───── Texto extraído ─────

Acórdão nº 475/21.4PDVNG.P1 de Tribunal da Relação do Porto, 2022-06-22

Ano2022
Número Acordão475/21.4PDVNG.P1
ÓrgãoTribunal da Relação do Porto
Proc. N º 475/21.4PDVNG.P1
Tribunal de origem: Tribunal Judicial da Comarca de Porto – Juízo Local Criminal de Vila Nova de Gaia – Juiz 1

Acordam, em conferência, na 1.ª Secção Criminal do Tribunal da Relação do Porto

I. Relatório
No âmbito do Processo Comum Singular supra identificado, a correr termos no Juízo Local Criminal de Vila Nova de Gaia – Juiz 1, foi decidido, entre o demais:
«A) No que concerne à parte criminal:
1. Condeno o arguido AA pela prática de um crime de violência doméstica, previsto e punido pelo artigo 152.º, nº 1, alínea a) e nº 2, alínea a), do Código Penal, na pena de três anos de prisão;
2. Suspendo a execução da pena de prisão, acompanhada de regime de prova, devendo o seu plano de readaptação social assentar:
2.1. no dever de se submeter aos tratamentos apropriados e de se prestar a exames e observações que, atentas as especificidades do caso, devem abarcar: (i) sujeição consultas e a tratamento medicamente prescrito, em regime de internamento se necessário, incluindo a toma de medicação; (ii) a realização dos exames e observações que lhe forem clinicamente determinados, tudo sob a vigilância tutelar da Direção-Geral de Reinserção e Serviços Prisionais;
2.2. abstenção de consumo de bebidas alcoólicas, devendo concretizar, caso assim venha a ser considerado necessário, tratamento;
2.3. proibição de contactar a vítima, por qualquer meio;
2.4. afastamento da residência ou do local de trabalho da vítima e devendo o seu cumprimento ser fiscalizado por meios técnicos de controlo à distância;
2.5. frequência de programa psicoeducacional visando provocar mudança e flexibilização nos focos identificados como fundamentais na violência doméstica, deverá frequentar programa de prevenção da violência doméstica, designadamente o programa “Contigo”, da DGRSP.

───── Linhas extraídas ─────

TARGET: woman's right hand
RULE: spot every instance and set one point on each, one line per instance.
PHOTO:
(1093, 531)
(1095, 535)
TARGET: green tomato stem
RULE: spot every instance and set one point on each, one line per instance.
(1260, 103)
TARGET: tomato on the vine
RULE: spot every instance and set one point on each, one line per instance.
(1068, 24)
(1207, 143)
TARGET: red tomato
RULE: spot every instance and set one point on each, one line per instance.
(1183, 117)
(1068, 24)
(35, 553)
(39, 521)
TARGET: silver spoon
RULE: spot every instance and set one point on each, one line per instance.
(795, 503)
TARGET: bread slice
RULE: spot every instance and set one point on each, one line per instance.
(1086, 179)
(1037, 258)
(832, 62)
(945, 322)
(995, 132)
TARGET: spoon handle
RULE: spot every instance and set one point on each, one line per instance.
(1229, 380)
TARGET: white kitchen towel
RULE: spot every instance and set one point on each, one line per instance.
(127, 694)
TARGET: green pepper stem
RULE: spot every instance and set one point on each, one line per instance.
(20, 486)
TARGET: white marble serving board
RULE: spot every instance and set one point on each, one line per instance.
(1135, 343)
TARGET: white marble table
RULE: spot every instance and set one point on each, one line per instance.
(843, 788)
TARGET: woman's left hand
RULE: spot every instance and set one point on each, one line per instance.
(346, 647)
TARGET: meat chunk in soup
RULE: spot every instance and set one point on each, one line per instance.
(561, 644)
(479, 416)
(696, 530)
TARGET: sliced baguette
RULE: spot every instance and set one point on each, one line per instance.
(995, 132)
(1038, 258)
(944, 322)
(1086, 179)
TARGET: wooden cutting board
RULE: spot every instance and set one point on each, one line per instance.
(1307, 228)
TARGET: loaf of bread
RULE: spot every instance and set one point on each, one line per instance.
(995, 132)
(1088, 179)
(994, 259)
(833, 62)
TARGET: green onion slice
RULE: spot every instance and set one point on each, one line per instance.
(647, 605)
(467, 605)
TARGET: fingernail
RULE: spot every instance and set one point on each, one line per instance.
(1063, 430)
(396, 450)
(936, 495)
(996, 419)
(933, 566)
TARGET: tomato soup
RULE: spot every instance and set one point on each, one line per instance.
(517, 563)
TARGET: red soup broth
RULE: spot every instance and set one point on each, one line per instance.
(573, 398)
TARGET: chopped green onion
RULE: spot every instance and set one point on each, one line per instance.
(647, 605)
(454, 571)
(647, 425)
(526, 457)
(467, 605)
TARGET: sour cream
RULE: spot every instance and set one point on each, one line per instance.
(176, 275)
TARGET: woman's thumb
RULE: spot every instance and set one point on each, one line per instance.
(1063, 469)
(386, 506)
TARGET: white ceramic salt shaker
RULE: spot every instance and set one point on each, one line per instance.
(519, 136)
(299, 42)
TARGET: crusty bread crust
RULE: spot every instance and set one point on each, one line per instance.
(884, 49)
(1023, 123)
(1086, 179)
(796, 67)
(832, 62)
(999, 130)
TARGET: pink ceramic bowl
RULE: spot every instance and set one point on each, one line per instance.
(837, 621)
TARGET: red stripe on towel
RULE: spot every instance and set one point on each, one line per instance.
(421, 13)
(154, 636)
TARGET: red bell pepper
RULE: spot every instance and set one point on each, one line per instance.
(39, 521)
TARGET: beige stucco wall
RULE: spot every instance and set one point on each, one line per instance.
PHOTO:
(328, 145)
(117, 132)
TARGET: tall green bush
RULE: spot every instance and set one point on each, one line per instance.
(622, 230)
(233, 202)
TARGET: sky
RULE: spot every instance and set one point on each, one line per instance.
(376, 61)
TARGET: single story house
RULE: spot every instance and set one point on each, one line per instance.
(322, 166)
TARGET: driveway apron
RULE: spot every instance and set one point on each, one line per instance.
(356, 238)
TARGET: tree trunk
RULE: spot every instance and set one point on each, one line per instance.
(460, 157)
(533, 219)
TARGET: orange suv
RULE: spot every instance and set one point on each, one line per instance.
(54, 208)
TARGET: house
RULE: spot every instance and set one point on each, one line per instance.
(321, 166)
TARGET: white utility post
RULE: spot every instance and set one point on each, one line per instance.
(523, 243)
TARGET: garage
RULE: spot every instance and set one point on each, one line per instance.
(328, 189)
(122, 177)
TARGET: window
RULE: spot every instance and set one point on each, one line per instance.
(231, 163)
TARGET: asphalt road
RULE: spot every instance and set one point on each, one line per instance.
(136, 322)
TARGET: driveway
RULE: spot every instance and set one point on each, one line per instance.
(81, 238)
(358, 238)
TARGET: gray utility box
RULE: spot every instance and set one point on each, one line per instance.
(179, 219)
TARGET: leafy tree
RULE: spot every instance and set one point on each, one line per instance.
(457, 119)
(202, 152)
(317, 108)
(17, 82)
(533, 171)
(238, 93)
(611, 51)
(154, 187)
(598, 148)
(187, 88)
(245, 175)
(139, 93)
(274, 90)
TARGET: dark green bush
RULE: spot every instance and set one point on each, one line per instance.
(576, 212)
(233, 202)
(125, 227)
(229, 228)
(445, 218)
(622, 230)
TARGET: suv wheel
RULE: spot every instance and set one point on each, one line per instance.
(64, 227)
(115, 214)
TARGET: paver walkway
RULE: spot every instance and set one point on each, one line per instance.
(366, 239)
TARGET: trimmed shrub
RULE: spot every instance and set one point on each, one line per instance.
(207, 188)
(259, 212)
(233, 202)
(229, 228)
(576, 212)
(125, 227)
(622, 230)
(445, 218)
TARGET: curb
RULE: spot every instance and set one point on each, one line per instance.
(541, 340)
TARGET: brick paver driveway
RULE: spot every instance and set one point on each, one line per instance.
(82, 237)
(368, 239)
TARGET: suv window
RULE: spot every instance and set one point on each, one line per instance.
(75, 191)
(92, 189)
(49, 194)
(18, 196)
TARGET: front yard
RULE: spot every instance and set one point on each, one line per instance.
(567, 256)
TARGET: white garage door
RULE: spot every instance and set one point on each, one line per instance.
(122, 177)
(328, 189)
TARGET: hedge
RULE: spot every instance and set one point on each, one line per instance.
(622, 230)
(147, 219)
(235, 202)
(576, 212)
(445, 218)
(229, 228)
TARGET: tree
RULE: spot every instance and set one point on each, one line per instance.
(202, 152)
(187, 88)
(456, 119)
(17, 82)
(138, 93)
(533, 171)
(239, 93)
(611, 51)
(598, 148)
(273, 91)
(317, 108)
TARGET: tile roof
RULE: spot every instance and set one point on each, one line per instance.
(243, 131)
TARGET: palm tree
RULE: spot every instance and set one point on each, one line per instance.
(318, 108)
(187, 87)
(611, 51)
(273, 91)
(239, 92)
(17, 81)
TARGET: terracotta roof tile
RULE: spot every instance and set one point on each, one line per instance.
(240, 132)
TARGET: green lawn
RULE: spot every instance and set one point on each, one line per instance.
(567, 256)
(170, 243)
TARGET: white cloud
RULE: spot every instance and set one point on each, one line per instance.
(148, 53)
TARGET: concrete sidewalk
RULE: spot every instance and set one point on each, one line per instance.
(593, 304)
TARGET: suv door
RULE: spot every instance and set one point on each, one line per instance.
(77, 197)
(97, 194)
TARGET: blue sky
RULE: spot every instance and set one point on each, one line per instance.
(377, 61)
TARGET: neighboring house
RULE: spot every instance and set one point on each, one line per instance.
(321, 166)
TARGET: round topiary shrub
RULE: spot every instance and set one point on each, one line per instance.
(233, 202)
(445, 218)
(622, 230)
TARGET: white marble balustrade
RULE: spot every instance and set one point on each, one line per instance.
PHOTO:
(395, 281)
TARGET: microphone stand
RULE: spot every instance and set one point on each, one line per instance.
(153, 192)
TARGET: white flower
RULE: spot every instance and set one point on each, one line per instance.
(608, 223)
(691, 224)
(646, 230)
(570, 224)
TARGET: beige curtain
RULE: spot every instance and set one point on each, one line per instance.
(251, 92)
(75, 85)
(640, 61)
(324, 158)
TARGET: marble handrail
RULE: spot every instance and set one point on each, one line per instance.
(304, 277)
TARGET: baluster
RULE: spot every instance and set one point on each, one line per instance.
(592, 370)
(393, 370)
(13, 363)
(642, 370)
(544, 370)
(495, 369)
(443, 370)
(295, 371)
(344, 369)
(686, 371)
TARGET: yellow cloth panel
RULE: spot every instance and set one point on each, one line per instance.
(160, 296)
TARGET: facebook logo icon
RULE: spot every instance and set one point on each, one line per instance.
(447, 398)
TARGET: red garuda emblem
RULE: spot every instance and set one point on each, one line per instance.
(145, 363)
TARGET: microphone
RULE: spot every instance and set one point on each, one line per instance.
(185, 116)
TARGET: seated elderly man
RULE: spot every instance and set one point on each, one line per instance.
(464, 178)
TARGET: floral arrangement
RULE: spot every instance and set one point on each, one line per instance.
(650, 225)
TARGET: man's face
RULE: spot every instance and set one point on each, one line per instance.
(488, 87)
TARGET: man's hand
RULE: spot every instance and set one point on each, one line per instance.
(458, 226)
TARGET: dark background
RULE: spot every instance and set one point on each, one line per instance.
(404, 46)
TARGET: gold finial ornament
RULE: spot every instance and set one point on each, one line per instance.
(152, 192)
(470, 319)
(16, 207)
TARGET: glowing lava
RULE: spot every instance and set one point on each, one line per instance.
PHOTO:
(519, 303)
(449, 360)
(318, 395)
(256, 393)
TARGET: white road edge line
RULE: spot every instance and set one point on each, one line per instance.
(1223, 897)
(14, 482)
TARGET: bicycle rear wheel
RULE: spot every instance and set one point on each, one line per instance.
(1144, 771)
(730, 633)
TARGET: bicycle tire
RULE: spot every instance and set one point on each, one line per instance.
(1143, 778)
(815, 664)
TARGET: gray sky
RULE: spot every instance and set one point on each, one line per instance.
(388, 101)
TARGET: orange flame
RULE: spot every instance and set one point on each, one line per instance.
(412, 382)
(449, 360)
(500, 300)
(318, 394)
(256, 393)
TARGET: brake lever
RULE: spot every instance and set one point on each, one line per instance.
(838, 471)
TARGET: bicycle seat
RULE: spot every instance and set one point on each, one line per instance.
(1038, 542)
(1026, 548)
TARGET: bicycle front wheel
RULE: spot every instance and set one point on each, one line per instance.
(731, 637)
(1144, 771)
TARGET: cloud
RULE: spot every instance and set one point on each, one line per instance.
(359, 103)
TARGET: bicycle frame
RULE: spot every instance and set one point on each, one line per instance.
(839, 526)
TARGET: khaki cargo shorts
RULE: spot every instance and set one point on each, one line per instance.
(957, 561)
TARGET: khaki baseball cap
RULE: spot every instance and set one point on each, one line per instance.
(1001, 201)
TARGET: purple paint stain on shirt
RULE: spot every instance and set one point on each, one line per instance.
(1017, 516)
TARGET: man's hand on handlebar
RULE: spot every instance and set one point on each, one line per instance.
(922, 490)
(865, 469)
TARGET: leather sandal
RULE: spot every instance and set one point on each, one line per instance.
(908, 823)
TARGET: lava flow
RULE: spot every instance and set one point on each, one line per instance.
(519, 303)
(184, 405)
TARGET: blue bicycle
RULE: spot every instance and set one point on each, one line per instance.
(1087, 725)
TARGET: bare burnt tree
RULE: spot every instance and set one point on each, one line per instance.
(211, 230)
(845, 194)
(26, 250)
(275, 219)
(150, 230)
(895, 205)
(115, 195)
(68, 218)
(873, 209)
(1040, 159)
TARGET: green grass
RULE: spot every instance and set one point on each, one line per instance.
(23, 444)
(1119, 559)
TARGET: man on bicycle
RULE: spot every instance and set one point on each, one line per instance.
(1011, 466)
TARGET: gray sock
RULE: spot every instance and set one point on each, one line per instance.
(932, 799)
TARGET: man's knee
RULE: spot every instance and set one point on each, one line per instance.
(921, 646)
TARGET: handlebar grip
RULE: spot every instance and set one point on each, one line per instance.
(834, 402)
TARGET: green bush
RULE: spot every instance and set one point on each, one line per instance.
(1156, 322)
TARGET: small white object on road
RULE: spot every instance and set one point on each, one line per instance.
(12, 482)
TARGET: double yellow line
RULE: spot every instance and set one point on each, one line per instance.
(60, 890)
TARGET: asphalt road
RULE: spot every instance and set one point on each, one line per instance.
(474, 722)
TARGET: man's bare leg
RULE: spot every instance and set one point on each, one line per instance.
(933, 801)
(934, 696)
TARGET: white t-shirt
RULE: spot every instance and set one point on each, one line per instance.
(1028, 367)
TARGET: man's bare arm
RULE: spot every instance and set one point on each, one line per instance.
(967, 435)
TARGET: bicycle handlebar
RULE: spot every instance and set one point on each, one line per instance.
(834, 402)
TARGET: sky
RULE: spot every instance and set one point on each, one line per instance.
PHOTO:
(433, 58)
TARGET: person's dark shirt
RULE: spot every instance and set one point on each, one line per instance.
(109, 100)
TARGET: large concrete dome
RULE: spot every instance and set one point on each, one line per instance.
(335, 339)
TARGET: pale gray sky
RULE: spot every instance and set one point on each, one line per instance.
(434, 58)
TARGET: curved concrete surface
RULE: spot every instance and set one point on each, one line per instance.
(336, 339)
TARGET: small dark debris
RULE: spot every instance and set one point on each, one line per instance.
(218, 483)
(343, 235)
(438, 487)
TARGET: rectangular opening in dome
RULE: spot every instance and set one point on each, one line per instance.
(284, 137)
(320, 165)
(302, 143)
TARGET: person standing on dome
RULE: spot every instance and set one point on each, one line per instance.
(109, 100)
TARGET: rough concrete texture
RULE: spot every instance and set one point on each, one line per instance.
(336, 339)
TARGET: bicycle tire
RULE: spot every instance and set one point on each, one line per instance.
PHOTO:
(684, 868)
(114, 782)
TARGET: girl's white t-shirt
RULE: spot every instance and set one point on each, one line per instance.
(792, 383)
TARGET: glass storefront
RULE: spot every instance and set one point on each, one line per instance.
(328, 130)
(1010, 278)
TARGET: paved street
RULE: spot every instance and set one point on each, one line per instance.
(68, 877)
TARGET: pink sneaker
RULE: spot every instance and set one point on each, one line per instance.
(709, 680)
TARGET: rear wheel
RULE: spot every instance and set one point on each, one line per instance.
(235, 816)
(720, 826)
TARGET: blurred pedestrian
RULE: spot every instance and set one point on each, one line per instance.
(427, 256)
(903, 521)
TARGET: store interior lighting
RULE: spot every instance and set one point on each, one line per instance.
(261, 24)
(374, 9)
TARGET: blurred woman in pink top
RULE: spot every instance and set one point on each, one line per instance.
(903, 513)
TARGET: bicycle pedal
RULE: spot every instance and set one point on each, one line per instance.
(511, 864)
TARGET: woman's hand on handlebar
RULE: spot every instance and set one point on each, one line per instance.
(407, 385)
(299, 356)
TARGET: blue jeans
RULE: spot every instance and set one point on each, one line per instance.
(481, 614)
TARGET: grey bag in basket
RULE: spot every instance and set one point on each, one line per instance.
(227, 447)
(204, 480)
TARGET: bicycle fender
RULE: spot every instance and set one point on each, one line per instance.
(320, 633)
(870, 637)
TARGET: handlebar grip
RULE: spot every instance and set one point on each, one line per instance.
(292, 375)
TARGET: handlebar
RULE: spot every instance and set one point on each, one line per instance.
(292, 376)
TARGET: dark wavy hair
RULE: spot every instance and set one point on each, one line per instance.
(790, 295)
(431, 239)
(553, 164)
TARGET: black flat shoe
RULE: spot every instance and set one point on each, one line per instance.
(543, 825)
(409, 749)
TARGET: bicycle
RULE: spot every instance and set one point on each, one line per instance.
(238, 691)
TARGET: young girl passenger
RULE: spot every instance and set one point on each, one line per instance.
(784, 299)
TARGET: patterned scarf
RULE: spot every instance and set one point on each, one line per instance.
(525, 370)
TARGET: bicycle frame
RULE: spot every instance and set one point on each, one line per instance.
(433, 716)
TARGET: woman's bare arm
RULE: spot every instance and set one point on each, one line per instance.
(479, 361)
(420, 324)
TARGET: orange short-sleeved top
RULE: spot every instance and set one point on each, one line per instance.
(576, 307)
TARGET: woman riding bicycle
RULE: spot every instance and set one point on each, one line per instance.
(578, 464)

─────

◆ **Tarefa**: No acórdão, que pena de prisão foi aplicada ao arguido AA pelo crime de violência doméstica?

◆ **Área de resposta**: Três anos de prisão, com execução suspensa e acompanhada de regime de prova.